Written task
Extract the full listing below without altering a single character.

########################################

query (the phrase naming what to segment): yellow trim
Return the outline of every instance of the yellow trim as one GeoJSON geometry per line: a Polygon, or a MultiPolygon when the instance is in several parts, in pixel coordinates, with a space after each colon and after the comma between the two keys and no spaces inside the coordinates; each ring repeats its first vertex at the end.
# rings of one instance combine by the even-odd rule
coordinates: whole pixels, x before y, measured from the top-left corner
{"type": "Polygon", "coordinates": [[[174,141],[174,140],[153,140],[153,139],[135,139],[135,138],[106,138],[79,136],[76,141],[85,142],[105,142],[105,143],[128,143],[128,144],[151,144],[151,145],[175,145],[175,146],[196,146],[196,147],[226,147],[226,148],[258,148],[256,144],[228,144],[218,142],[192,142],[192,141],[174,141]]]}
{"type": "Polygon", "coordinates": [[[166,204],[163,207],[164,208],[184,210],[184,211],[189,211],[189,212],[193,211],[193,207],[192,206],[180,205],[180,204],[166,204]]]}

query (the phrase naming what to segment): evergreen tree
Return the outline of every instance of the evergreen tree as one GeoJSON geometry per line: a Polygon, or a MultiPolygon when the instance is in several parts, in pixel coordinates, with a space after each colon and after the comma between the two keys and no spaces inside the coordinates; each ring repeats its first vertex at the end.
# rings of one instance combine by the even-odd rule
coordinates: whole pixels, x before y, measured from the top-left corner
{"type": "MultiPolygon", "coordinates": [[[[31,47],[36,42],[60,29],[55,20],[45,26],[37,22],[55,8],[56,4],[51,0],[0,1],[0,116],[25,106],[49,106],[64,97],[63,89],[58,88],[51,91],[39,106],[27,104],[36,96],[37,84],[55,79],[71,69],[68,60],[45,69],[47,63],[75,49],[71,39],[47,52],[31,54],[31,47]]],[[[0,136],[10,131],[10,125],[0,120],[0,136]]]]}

########################################

The reply
query (the phrase naming what to segment): yellow trim
Return the outline of every instance of the yellow trim as one GeoJSON geometry per line: a Polygon, or a MultiPolygon when the instance is in several parts, in pixel coordinates, with a space after each colon and after the comma between the two keys and no spaces inside the coordinates; each ring repeats its first vertex at the end.
# rings of one instance combine by the even-odd rule
coordinates: whole pixels, x before y, measured from the top-left corner
{"type": "Polygon", "coordinates": [[[174,141],[174,140],[153,140],[153,139],[135,139],[135,138],[106,138],[79,136],[76,141],[85,142],[105,142],[105,143],[128,143],[128,144],[151,144],[151,145],[175,145],[175,146],[196,146],[196,147],[226,147],[226,148],[258,148],[256,144],[228,144],[218,142],[192,142],[192,141],[174,141]]]}
{"type": "Polygon", "coordinates": [[[166,204],[163,207],[164,208],[184,210],[184,211],[189,211],[189,212],[193,211],[193,207],[192,206],[180,205],[180,204],[166,204]]]}

query (the phrase naming what to segment): evergreen tree
Return the outline of every instance of the evergreen tree as one GeoJSON geometry per line: a Polygon, or a MultiPolygon when the instance is in several parts, in pixel coordinates, with a space after each colon and after the comma between the two keys and no spaces inside the coordinates; each ring repeats its first vertex at the end.
# rings of one instance combine by the even-odd rule
coordinates: whole pixels, x before y, measured from the top-left corner
{"type": "MultiPolygon", "coordinates": [[[[31,47],[36,42],[60,29],[55,20],[45,26],[37,22],[55,8],[56,4],[51,0],[0,1],[0,116],[25,106],[49,106],[64,97],[63,89],[58,88],[51,91],[39,106],[27,104],[36,96],[37,84],[55,79],[71,69],[68,60],[45,69],[47,63],[75,49],[71,39],[47,52],[31,54],[31,47]]],[[[0,136],[10,131],[10,125],[0,120],[0,136]]]]}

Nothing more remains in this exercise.